(Coordinate annotation records)
● ● ● ● ●

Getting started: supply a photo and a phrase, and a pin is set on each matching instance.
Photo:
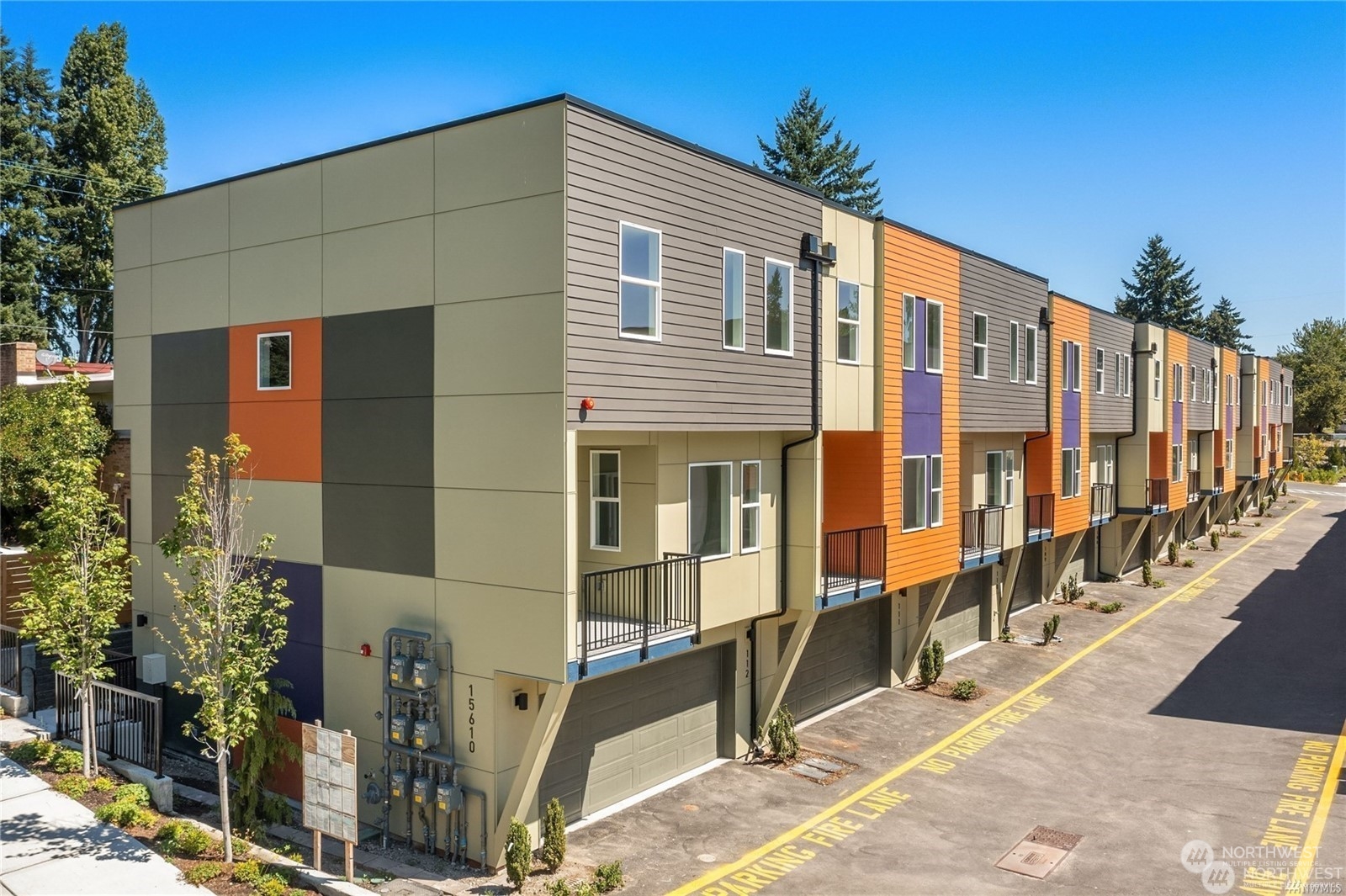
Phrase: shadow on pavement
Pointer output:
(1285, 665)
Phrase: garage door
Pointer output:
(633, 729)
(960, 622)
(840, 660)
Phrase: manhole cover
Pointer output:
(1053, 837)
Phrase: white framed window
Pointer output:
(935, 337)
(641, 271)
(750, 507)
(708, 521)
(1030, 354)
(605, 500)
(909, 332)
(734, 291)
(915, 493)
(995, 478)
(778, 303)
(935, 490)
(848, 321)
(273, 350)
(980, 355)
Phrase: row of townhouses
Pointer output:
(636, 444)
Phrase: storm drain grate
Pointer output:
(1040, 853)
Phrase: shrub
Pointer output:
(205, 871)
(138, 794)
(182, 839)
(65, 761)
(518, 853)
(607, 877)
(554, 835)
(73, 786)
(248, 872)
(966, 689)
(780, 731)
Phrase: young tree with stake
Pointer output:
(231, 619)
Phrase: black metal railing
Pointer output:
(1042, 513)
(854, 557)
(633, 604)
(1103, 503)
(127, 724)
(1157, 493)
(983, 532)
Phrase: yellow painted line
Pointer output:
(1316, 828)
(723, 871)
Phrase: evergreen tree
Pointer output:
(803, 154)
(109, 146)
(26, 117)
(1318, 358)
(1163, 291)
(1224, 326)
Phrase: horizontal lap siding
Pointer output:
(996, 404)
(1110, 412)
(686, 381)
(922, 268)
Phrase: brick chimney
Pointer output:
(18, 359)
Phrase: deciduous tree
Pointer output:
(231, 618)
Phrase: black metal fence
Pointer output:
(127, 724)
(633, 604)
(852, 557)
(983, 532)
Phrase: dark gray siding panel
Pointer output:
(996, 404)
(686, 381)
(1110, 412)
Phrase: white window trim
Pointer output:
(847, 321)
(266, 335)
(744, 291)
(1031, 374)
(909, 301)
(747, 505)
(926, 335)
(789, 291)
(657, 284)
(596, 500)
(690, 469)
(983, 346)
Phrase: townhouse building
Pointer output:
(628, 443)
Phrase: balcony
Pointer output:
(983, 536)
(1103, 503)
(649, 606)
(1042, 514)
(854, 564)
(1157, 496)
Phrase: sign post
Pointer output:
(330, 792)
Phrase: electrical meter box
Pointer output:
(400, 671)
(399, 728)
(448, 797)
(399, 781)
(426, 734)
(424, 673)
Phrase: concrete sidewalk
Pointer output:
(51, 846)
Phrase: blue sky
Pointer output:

● ● ● ● ●

Short problem => Render every line of the records above as a numbered list, omitting blank lines and leaving out the pictures.

Exercise output =>
1. Getting started: supply a photo and a phrase, and a pin is set on each matching instance.
2. Photo:
3. Phrase: shadow on pavement
4. Pointer output:
5. (1285, 665)
6. Phrase: garage door
7. Pointer output:
8. (633, 729)
9. (960, 622)
10. (840, 660)
11. Phrase: manhole cover
12. Pointer output:
13. (1053, 837)
14. Phrase: white framed window
15. Pointer output:
16. (935, 337)
17. (641, 271)
18. (750, 507)
19. (708, 521)
20. (1030, 354)
21. (605, 500)
22. (909, 332)
23. (734, 291)
24. (915, 493)
25. (995, 478)
26. (778, 303)
27. (935, 490)
28. (848, 321)
29. (273, 350)
30. (980, 355)
31. Phrase: row of townhouses
32. Pointer output:
33. (636, 444)
34. Phrase: storm drain grate
35. Pointer output:
36. (1040, 853)
37. Phrase: shrub
38. Pointer output:
39. (205, 871)
40. (138, 794)
41. (182, 839)
42. (65, 761)
43. (518, 853)
44. (607, 877)
45. (554, 835)
46. (73, 786)
47. (248, 872)
48. (966, 689)
49. (780, 731)
50. Phrase: young tree with stake
51. Pointer output:
52. (231, 619)
53. Phrase: black metal railing
54. Pointer output:
55. (1042, 513)
56. (854, 557)
57. (633, 604)
58. (1103, 503)
59. (127, 724)
60. (1157, 493)
61. (983, 532)
62. Phrase: yellow painted line
63. Pointer output:
64. (1316, 828)
65. (723, 871)
66. Phrase: evergreen tree
67. Pointer output:
68. (803, 154)
69. (109, 146)
70. (26, 117)
71. (1318, 358)
72. (1163, 291)
73. (1224, 326)
74. Phrase: horizontal lap siding
75. Pointer output:
76. (996, 404)
77. (1110, 412)
78. (686, 381)
79. (922, 268)
80. Phrase: brick chimney
81. Pointer output:
82. (18, 359)
83. Phrase: deciduous tree
84. Pointer output:
85. (231, 618)
86. Phrase: black metal fence
87. Pointer output:
88. (127, 724)
89. (633, 604)
90. (852, 557)
91. (983, 532)
92. Phrase: dark gray siding panel
93. Pointer output:
94. (996, 404)
95. (686, 381)
96. (1110, 412)
97. Phrase: white window trim
98. Pointer output:
99. (847, 321)
100. (266, 335)
101. (744, 291)
102. (1031, 374)
103. (909, 301)
104. (747, 505)
105. (926, 335)
106. (789, 291)
107. (657, 284)
108. (596, 500)
109. (690, 469)
110. (983, 346)
111. Phrase: townhouse building
112. Pointer output:
113. (628, 443)
114. Phrase: balcony
115. Pointer output:
116. (983, 536)
117. (1103, 503)
118. (649, 606)
119. (1042, 514)
120. (854, 564)
121. (1157, 496)
122. Phrase: sign post
123. Pointer output:
124. (330, 792)
125. Phrase: electrical meter box
126. Pointer output:
127. (400, 671)
128. (399, 728)
129. (448, 797)
130. (399, 781)
131. (426, 734)
132. (424, 673)
133. Phrase: concrete sidewalk
134. Pointer output:
135. (51, 846)
136. Phrase: blue sky
137. Pointer output:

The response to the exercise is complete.